◆ Dataset records ◆
# # # # #

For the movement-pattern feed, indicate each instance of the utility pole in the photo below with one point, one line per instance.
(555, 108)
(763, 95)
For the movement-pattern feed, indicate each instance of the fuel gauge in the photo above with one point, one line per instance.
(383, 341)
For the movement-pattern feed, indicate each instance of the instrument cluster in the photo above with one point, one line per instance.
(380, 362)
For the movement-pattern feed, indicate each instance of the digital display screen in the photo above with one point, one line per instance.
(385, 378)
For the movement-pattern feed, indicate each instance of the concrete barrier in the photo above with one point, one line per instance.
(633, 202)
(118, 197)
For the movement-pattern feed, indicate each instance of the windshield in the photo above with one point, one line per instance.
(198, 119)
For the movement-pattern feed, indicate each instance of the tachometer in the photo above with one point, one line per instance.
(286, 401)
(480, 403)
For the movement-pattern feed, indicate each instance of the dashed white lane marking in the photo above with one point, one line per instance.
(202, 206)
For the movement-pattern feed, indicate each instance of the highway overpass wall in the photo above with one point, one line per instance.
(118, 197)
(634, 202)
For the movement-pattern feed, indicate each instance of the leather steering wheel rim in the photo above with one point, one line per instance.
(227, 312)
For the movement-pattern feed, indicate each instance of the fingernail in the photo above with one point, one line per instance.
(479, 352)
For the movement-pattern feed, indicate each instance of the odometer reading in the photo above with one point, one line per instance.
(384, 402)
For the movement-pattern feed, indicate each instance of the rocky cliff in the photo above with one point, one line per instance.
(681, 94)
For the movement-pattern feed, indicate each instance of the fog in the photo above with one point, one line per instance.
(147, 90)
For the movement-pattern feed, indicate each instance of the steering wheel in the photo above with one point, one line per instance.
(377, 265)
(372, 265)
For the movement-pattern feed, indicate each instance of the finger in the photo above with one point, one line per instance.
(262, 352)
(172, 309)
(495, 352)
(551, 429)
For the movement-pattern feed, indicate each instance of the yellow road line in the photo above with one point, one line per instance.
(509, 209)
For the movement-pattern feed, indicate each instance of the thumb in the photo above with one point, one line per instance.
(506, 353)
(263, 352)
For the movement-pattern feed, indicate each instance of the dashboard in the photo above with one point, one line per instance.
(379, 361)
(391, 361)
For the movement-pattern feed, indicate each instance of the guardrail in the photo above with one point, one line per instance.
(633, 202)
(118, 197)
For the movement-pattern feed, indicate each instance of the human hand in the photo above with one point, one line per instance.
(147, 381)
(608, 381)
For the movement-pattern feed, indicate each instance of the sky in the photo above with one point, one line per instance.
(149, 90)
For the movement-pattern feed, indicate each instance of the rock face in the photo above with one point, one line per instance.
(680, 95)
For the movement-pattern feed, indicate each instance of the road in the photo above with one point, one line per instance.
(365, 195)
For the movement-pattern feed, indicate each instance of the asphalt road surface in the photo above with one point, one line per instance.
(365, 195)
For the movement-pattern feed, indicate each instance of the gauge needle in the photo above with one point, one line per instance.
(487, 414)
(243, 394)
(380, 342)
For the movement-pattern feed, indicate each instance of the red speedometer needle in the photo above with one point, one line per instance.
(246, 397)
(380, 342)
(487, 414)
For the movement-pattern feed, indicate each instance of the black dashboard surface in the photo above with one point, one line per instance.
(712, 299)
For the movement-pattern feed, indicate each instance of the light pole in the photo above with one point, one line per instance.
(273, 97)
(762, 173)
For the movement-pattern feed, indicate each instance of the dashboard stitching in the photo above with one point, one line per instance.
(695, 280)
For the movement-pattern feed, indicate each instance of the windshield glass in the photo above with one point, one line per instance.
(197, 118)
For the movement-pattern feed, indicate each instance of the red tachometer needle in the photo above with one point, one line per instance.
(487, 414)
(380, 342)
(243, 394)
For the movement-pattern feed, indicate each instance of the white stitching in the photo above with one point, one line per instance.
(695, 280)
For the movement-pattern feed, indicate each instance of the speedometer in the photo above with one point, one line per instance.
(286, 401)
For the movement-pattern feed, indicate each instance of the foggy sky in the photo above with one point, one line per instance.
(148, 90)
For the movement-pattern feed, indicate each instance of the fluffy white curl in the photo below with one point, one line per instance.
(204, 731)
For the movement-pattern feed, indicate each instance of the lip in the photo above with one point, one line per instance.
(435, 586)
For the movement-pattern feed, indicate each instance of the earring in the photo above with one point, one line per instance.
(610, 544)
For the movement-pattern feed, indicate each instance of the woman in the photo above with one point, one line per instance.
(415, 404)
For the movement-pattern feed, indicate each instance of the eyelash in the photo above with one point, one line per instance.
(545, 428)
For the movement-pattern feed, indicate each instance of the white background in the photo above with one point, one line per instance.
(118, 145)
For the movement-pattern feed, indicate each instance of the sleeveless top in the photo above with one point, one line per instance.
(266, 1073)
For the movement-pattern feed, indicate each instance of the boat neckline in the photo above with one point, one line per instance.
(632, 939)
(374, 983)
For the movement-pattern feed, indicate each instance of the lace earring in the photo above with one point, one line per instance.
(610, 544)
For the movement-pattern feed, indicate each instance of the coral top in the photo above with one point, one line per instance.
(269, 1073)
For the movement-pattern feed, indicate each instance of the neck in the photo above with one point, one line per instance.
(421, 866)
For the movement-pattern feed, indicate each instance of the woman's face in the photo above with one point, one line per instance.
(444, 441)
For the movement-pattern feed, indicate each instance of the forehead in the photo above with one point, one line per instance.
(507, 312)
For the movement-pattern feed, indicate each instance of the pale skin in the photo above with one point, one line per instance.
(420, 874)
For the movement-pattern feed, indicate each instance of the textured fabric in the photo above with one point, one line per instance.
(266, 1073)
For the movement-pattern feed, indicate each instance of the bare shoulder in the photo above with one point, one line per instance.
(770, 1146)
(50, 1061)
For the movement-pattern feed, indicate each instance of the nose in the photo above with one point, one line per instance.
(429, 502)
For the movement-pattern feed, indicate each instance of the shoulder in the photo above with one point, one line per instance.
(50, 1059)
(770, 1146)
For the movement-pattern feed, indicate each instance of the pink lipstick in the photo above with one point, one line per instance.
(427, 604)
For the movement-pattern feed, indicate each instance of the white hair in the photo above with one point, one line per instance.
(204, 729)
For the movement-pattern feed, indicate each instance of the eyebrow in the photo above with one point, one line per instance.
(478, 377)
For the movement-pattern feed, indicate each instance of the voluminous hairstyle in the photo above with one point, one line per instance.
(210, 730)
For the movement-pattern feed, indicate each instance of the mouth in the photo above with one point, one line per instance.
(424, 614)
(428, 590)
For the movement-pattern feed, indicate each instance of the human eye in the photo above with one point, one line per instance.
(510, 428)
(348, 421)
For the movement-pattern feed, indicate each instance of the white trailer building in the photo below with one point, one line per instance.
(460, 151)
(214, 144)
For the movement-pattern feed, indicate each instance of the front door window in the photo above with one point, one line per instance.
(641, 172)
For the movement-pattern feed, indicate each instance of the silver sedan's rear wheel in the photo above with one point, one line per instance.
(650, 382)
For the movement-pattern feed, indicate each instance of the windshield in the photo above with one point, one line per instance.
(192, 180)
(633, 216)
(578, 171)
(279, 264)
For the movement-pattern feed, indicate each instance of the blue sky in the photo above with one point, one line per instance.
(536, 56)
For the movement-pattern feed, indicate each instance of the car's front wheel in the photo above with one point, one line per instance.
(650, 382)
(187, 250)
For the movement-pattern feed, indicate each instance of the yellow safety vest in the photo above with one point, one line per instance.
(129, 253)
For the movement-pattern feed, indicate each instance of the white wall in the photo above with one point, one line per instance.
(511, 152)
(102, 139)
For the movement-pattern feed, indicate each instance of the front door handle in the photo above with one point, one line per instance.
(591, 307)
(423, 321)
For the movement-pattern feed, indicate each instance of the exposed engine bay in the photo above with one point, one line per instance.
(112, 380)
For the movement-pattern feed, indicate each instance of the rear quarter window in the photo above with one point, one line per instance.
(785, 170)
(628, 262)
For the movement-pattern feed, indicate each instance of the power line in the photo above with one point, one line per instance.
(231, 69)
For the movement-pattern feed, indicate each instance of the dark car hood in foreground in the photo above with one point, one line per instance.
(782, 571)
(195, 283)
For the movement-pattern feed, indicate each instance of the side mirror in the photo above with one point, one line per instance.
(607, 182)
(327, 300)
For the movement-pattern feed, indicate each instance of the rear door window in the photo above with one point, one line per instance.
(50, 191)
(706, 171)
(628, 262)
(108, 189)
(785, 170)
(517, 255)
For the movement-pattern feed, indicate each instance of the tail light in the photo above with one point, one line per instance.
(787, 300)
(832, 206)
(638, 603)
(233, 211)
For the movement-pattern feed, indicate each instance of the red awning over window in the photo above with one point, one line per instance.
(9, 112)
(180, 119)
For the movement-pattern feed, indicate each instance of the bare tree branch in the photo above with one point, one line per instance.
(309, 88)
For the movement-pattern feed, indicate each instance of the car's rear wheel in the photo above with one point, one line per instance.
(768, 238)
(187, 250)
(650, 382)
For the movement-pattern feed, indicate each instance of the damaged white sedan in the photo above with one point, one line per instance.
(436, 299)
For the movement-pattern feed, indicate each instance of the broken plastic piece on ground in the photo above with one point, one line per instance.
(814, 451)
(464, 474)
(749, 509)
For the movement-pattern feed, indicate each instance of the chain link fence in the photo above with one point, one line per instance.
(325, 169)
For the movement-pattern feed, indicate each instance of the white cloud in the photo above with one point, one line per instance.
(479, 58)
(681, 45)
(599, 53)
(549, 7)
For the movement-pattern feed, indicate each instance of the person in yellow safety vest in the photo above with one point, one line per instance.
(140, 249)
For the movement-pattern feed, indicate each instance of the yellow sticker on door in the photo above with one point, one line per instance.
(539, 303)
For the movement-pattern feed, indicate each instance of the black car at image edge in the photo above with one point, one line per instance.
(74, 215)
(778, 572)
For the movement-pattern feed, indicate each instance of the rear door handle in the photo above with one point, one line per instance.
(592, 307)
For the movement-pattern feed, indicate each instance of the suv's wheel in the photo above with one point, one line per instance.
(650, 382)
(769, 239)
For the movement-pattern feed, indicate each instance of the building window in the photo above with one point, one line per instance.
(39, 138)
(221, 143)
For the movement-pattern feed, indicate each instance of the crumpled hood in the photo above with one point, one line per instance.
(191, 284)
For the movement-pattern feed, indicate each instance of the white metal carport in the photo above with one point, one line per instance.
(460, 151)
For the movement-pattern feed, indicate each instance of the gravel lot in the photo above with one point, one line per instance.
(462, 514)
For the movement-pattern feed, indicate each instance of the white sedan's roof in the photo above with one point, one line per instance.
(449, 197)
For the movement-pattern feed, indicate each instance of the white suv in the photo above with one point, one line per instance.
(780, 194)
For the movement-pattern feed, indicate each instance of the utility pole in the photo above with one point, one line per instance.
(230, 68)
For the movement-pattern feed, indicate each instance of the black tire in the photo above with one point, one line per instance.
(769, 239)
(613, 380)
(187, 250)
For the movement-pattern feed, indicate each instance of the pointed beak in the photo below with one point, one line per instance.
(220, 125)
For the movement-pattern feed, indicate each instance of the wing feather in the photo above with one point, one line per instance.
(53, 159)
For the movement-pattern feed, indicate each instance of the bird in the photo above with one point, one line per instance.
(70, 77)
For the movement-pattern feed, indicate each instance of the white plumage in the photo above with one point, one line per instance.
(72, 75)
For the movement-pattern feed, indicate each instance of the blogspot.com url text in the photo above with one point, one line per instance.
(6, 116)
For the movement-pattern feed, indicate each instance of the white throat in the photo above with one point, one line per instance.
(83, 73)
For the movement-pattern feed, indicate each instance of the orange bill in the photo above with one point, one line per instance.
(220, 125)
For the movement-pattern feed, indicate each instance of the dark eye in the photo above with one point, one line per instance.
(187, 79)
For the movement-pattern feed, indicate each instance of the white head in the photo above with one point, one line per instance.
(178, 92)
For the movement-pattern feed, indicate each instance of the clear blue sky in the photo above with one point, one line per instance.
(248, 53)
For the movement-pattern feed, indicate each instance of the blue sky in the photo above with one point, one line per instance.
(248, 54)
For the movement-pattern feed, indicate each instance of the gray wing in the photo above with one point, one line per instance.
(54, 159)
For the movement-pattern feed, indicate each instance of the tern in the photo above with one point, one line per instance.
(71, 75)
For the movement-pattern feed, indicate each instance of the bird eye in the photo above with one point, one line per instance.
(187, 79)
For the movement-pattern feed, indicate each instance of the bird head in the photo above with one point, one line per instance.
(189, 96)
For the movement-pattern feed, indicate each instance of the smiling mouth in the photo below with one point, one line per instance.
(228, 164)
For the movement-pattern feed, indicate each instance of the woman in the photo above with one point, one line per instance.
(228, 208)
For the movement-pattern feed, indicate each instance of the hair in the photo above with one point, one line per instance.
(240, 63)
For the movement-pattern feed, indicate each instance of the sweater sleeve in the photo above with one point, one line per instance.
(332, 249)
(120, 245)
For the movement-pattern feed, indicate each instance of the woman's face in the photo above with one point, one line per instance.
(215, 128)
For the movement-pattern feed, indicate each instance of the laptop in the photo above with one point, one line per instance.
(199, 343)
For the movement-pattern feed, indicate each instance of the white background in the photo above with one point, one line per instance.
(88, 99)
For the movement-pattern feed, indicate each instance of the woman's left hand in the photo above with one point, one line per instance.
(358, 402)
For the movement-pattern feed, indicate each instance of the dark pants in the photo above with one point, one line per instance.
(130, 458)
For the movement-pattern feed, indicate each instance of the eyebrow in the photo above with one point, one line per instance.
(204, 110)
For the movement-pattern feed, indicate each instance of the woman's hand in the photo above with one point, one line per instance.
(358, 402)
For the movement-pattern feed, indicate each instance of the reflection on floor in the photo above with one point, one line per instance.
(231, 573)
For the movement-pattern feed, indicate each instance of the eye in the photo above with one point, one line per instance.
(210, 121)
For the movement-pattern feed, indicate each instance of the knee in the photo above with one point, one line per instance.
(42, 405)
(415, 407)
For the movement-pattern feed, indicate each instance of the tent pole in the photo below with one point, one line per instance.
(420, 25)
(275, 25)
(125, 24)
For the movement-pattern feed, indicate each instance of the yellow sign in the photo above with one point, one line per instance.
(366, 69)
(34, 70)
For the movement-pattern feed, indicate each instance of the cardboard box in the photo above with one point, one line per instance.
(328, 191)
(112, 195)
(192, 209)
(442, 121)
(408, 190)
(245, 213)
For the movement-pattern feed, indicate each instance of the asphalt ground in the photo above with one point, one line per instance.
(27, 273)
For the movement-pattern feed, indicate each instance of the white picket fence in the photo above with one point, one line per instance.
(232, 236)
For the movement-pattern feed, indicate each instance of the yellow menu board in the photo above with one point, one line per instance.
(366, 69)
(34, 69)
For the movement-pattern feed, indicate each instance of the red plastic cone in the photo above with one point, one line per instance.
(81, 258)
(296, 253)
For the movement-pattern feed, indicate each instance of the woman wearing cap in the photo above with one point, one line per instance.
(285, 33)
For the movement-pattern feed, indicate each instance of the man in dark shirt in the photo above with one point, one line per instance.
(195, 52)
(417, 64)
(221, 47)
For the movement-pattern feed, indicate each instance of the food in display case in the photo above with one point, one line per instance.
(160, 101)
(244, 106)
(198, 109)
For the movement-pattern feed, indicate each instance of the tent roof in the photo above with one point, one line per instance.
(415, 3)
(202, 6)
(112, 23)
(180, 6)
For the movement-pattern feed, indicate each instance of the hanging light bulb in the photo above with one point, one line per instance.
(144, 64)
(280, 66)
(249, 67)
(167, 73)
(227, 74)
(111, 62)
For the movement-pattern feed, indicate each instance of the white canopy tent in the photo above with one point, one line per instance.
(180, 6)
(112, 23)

# # # # #

◆ Direction ◆
Quote, word for word, every line starting at the one that contains "the tent roof" and ending with the final line of the entries.

◆ Finished task ◆
For the movement-pattern feed, indicate each instance of the tent roof in the photo above with one point, one line per instance.
(415, 3)
(202, 6)
(112, 23)
(180, 6)
For the movement-pattern feed, indicate each instance of the hanging light bulb in the photo above with one point, one line per instance.
(144, 64)
(280, 66)
(249, 67)
(167, 73)
(227, 74)
(111, 62)
For the movement-pattern feed, indicate each instance of the white canopy tent in the photo above with one point, one line per instance.
(180, 6)
(112, 23)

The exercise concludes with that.